Work request: Please find all lines containing "document" in the listing below and copy them.

___ Given records ___

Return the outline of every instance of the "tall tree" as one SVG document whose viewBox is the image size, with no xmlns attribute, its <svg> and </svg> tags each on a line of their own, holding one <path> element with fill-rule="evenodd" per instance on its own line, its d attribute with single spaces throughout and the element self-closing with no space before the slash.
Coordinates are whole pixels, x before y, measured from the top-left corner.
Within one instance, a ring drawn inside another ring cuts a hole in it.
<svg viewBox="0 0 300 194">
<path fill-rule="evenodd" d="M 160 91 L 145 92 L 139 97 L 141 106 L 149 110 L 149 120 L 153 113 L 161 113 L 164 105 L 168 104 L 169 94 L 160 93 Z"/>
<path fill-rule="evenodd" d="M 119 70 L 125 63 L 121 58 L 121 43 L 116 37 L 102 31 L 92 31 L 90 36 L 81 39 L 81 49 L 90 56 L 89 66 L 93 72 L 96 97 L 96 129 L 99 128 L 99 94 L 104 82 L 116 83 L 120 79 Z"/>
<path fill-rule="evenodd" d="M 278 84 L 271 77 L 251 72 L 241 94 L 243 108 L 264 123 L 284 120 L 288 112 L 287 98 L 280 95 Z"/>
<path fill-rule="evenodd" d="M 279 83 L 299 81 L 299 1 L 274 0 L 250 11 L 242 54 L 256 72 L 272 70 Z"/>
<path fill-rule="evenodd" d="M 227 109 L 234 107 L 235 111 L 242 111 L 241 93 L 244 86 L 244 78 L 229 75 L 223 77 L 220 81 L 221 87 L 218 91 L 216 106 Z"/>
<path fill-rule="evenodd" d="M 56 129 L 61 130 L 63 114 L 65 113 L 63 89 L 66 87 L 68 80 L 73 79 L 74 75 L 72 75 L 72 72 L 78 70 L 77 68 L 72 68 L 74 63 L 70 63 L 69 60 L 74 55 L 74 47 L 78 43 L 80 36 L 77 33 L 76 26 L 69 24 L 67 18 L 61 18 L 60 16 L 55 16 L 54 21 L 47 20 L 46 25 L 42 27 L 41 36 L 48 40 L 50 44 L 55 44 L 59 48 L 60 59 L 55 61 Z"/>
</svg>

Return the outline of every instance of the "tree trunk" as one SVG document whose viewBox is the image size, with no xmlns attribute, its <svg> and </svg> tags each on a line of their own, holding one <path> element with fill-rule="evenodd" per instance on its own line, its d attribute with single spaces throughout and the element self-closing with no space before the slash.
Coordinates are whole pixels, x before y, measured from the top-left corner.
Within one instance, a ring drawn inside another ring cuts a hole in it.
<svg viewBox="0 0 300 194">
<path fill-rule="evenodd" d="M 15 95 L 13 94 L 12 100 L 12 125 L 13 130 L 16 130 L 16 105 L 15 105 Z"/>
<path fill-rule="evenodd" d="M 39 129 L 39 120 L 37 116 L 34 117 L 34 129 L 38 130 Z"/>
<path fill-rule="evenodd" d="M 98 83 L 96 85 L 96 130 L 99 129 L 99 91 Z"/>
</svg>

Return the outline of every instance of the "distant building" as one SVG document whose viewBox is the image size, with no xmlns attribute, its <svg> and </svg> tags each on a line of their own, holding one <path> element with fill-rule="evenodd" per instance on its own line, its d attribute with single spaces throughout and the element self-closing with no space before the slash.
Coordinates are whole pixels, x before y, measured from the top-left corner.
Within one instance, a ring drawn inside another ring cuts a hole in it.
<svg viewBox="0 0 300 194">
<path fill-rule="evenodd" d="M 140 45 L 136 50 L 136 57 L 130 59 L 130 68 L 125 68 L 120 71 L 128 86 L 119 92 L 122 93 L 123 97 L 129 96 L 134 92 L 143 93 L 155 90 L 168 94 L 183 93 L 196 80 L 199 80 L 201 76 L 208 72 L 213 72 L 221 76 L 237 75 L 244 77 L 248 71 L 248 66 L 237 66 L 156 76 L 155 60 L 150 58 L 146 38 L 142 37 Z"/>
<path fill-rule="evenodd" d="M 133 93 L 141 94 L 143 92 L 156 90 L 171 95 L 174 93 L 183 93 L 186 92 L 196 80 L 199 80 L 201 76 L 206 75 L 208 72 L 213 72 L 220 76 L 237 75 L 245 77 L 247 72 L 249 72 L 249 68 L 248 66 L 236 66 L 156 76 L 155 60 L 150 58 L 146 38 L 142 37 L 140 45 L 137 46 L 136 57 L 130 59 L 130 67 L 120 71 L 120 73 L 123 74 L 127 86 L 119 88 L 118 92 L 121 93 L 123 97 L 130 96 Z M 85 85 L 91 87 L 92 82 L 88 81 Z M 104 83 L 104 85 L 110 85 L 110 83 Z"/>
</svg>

___

Written reply:
Return the outline of every instance of the "tall tree" as one SVG document whose viewBox is the image size, with no xmlns attribute, its <svg> and </svg> tags each on a line of their own, holding one <path> element with fill-rule="evenodd" per instance on its own line, its d attribute with single spaces throughout and the element self-closing with no space before the slash.
Return the outline of every instance of the "tree trunk" as one SVG document whose viewBox is the image size, with no xmlns attribute, its <svg> and </svg> tags each on a line of their own, holding one <path> element with fill-rule="evenodd" per instance on its own line, its d attribute with single spaces throughout and the element self-closing with no space before the slash.
Return the outline of every instance of the "distant building" as one SVG document whose viewBox is the image size, with no xmlns attribute, its <svg> and </svg> tags each on a line of their own, holding one <path> element with fill-rule="evenodd" per instance on its own line, its d attribute with single spaces throughout and the element self-closing with no space before the slash.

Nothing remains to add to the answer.